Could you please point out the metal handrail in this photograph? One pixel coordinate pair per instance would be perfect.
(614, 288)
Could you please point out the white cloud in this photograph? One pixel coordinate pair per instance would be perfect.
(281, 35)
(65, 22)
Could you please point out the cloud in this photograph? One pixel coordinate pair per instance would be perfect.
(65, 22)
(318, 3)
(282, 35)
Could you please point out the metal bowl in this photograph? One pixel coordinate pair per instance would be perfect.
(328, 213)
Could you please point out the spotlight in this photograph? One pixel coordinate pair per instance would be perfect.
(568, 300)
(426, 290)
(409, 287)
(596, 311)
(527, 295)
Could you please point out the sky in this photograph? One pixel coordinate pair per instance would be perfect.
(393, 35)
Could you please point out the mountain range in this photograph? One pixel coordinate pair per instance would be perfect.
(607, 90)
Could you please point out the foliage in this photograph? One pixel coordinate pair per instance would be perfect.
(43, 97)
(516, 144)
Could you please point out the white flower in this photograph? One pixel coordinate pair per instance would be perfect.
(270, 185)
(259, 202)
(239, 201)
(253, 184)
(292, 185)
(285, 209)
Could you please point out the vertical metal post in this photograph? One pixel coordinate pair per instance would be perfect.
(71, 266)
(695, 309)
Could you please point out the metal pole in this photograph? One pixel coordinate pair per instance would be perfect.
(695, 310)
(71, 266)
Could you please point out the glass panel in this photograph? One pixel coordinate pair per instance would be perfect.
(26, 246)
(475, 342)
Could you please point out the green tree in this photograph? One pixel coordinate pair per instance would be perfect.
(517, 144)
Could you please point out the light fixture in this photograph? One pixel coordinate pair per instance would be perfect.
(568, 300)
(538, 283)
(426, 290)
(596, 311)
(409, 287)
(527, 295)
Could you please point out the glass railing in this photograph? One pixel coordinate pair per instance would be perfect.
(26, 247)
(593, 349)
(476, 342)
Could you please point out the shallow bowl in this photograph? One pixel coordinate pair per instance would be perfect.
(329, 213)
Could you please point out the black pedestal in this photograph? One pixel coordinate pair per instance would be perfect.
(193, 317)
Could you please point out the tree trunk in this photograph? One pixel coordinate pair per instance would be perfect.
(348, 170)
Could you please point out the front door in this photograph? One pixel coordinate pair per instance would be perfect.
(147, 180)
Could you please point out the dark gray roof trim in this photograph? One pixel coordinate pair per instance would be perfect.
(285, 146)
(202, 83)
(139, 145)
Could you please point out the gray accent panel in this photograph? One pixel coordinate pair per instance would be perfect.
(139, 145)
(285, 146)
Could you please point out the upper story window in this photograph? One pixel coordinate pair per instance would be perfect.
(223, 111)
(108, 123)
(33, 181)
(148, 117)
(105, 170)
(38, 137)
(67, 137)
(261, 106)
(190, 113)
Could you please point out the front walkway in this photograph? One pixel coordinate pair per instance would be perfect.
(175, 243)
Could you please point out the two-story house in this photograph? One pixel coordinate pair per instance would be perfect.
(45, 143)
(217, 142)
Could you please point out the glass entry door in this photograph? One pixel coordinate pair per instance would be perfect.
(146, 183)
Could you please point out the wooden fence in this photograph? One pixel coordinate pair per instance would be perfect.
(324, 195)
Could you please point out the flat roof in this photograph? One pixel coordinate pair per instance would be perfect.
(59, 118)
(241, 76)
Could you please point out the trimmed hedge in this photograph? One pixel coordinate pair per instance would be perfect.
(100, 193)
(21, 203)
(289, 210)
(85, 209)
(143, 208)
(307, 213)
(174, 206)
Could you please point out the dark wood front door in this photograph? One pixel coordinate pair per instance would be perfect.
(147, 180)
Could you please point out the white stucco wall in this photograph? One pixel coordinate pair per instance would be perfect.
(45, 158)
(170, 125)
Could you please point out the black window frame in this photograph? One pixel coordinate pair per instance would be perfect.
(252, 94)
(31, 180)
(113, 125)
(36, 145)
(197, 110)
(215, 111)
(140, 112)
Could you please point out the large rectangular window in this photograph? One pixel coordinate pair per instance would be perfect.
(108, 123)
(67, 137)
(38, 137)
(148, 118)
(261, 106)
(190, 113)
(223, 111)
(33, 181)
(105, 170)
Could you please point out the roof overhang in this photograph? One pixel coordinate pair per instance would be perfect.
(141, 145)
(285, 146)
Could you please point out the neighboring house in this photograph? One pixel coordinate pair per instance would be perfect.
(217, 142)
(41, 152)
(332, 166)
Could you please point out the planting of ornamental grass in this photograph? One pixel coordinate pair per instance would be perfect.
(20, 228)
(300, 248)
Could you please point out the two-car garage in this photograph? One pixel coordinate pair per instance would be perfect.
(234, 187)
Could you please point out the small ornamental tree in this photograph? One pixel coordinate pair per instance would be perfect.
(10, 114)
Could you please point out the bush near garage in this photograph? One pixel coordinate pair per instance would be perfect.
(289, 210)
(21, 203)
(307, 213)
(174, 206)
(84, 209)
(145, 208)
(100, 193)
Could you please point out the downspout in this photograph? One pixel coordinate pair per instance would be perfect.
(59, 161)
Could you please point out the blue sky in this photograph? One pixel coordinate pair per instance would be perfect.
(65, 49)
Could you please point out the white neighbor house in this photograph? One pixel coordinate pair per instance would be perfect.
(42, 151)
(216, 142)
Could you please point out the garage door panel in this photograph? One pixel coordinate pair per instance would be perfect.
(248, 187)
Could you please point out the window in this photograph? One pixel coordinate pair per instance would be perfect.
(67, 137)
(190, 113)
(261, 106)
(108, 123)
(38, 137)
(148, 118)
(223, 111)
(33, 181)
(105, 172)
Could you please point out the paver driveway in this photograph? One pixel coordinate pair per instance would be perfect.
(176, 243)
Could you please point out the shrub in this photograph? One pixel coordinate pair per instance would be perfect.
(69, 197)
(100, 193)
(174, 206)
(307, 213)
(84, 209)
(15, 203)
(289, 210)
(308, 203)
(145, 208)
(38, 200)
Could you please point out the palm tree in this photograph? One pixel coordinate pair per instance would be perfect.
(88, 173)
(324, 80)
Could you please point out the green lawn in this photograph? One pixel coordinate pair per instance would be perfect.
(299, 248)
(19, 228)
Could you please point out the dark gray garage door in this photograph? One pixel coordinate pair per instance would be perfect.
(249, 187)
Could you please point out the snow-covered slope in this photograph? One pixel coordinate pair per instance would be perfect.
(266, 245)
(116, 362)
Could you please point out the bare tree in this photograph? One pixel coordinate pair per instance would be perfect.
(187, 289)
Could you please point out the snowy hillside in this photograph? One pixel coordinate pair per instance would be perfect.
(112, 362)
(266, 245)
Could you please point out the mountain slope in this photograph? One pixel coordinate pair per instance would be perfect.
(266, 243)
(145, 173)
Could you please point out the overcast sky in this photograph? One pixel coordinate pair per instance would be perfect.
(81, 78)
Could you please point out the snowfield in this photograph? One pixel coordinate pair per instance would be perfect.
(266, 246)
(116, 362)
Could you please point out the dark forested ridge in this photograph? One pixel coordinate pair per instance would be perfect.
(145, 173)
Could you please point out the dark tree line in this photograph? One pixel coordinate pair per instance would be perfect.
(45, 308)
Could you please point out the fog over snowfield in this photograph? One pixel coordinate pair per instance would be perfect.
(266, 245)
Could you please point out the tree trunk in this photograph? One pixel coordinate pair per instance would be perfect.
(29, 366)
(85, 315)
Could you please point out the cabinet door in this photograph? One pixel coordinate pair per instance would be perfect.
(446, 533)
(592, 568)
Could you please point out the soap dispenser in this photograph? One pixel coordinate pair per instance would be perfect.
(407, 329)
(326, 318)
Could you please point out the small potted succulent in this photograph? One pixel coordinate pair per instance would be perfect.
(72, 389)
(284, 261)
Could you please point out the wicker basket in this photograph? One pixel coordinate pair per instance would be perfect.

--- What to do ---
Give back every entry exactly, with nothing left out.

--- Written solution ---
Could you please point out the metal handrail in this photograph? One pixel coordinate pair per instance would be perfect.
(614, 288)
Could you please point out the white cloud in this photograph? One pixel coordinate pair per instance would be perfect.
(281, 35)
(65, 22)
Could you please point out the cloud in this photograph? One pixel coordinate pair per instance would be perfect.
(65, 22)
(318, 3)
(282, 35)
Could you please point out the metal bowl in this photograph? One pixel coordinate pair per instance would be perfect.
(328, 213)
Could you please point out the spotlight in this photograph? One pixel coordinate pair per instance would be perfect.
(568, 300)
(426, 290)
(409, 287)
(596, 311)
(527, 295)
Could you please point out the sky in this photograph? One pixel coordinate pair per instance would be perfect.
(393, 35)
Could you please point out the mountain range in this photograph? One pixel coordinate pair per instance would be perfect.
(607, 90)
Could you please point out the foliage in this photograph? One pixel coordinate pair per instance would be perfect.
(43, 97)
(516, 144)
Could you please point out the white flower in this photograph? One pixel coordinate pair per instance would be perfect.
(270, 185)
(259, 202)
(239, 201)
(253, 184)
(292, 185)
(285, 209)
Could you please point out the vertical metal post in this photograph? One pixel coordinate pair per instance would be perfect.
(71, 266)
(695, 309)
Could you please point out the metal pole in this photograph? One pixel coordinate pair per instance would be perfect.
(695, 310)
(71, 266)
Could you please point out the glass panel in this photograph? One pixel coordinate pair per instance would be perfect.
(26, 246)
(475, 342)
Could you please point out the green tree in this photograph? One pixel coordinate pair per instance would be perfect.
(517, 144)
Could you please point out the light fixture in this photograph? One pixel coordinate pair per instance would be perfect.
(568, 300)
(538, 283)
(426, 290)
(596, 311)
(409, 287)
(527, 295)
Could you please point out the glass railing in this photograph? One pixel coordinate pair per instance would be perfect.
(26, 247)
(593, 349)
(476, 342)
Could you please point out the shallow bowl in this photograph? One pixel coordinate pair per instance would be perfect.
(329, 213)
Could you please point out the black pedestal in this photograph? One pixel coordinate pair per instance would be perfect.
(193, 317)
Could you please point out the tree trunk in this photograph? One pixel coordinate pair per instance would be perfect.
(348, 170)
Could you please point out the front door in this photograph? One pixel coordinate pair per instance would be perfect.
(147, 180)
Could you please point out the dark gray roof trim in this photograph? One pixel coordinate pair per instance would be perfect.
(285, 146)
(202, 83)
(139, 145)
Could you please point out the gray accent panel in this photograph? One pixel coordinate pair per instance would be perfect.
(139, 145)
(285, 146)
Could you please point out the upper story window in this photograph? One pixel coordinate pair per instance would be perfect.
(223, 111)
(108, 123)
(33, 181)
(148, 117)
(105, 170)
(38, 137)
(67, 137)
(261, 106)
(190, 113)
Could you please point out the front walkway in this photograph? One pixel coordinate pair per instance would be perfect.
(175, 243)
Could you please point out the two-story house in this photograph? One pixel coordinate pair per instance would be perfect.
(45, 143)
(217, 142)
Could you please point out the glass entry door in this photograph? One pixel coordinate pair per instance would be perfect.
(146, 183)
Could you please point out the wooden fence in this photograph? One pixel coordinate pair per instance would be perfect.
(324, 195)
Could you please point out the flat roof in this photograph? One pixel coordinate pair per instance would be perfect.
(59, 118)
(241, 76)
Could you please point out the trimmed hedge in this photograph? One pixel coordinate pair per instance would be perfect.
(100, 193)
(21, 203)
(289, 210)
(85, 209)
(143, 208)
(307, 213)
(174, 206)
Could you please point out the dark wood front door in this photograph? One pixel coordinate pair per instance would be perfect.
(147, 180)
Could you please point out the white stucco wall in this photograph? One pixel coordinate pair per instance would be perfect.
(45, 158)
(170, 125)
Could you please point out the black window frame in this photograph? One pixel coordinate pair per instance would be perfect.
(252, 94)
(31, 180)
(113, 125)
(36, 145)
(197, 110)
(215, 111)
(140, 112)
Could you please point out the large rectangular window in this photograph? One pixel coordinate pair per instance would be perfect.
(108, 123)
(67, 137)
(38, 137)
(148, 118)
(261, 106)
(190, 113)
(223, 111)
(33, 181)
(105, 170)
Could you please point out the roof overhang in this photograph? One pixel coordinate pair per instance would be perfect.
(141, 145)
(285, 146)
Could you please point out the neighboring house in this photograph? One pixel coordinate pair per instance would be perfect.
(217, 142)
(41, 152)
(332, 166)
Could you please point out the planting of ornamental grass in this photograph? One pixel coordinate pair per instance would be perfect.
(20, 228)
(300, 248)
Could you please point out the two-car garage in this photograph? One pixel coordinate pair per instance would be perfect.
(234, 187)
Could you please point out the small ornamental tree in this photograph? One pixel coordinate pair per instance would be perfect.
(10, 114)
Could you please point out the bush near garage in this photograph? One pixel coordinate pair per instance would be perfect.
(289, 210)
(21, 203)
(307, 213)
(174, 206)
(84, 209)
(145, 208)
(100, 193)
Could you please point out the downspout in this photograph? One pixel coordinate pair per instance would be perfect.
(59, 161)
Could you please point out the blue sky in this photograph? One pixel coordinate pair per instance would be perfect.
(65, 49)
Could you please point out the white neighbor house in this photograph? One pixel coordinate pair per instance would be perfect.
(42, 151)
(216, 142)
Could you please point out the garage door panel in this photograph? One pixel coordinate pair per instance would be perfect.
(248, 187)
Could you please point out the window in this photograph? One pixel coordinate pair per instance would be perfect.
(67, 137)
(190, 113)
(261, 106)
(108, 123)
(38, 137)
(148, 118)
(223, 111)
(33, 181)
(105, 172)
Could you please point out the paver driveway in this photograph? One pixel coordinate pair per instance would be perfect.
(176, 243)
Could you please point out the shrub in this photograph? One pixel coordinate pair per instance would be perfect.
(69, 197)
(100, 193)
(174, 206)
(307, 213)
(84, 209)
(15, 203)
(289, 210)
(308, 203)
(145, 208)
(38, 200)
Could you please point out the palm tree in this photograph? One pixel coordinate pair per instance would be perfect.
(88, 173)
(324, 80)
Could you please point out the green lawn in this photograph? One pixel coordinate pair per instance would be perfect.
(299, 248)
(19, 228)
Could you please point out the dark gray garage door in this photograph? One pixel coordinate pair per instance would be perfect.
(249, 187)
Could you please point out the snow-covered slope in this photograph? One pixel coordinate pair per instance would be perfect.
(266, 245)
(116, 362)
Could you please point out the bare tree in this photograph? One pixel coordinate pair per instance would be perfect.
(187, 289)
Could you please point out the snowy hillside in this photograph? One pixel coordinate pair per instance would be perfect.
(112, 362)
(266, 245)
Could you please point out the mountain slope in this photograph? One pixel coordinate pair per instance would be perfect.
(266, 243)
(145, 173)
Could you please point out the overcast sky in this photograph? One pixel coordinate pair per instance would be perfect.
(81, 78)
Could you please point out the snowfield in this photograph? One pixel coordinate pair per instance would be perfect.
(266, 246)
(116, 362)
Could you please point out the dark forested ridge in this photograph? One pixel coordinate pair per instance would be perfect.
(145, 173)
Could you please point out the dark tree line in this photograph? One pixel coordinate pair per instance would be perfect.
(45, 308)
Could you please point out the fog over snowfield in this photograph? One pixel coordinate pair per instance would be perfect.
(266, 245)
Could you please point out the tree trunk in this photograph? One pixel coordinate pair per instance would be perfect.
(29, 366)
(85, 315)
Could you please point out the cabinet door in this photograph? One pixel coordinate pair per instance would be perfect.
(446, 533)
(592, 568)
Could you please point out the soap dispenser in this photograph? One pixel coordinate pair per instance would be perfect.
(407, 329)
(326, 318)
Could you please point out the small potted succulent in this photograph? One pixel coordinate pair per instance would be perfect.
(72, 389)
(284, 261)
Could you please point out the wicker basket in this photograph? One pixel coordinate pair per instance would be perfect.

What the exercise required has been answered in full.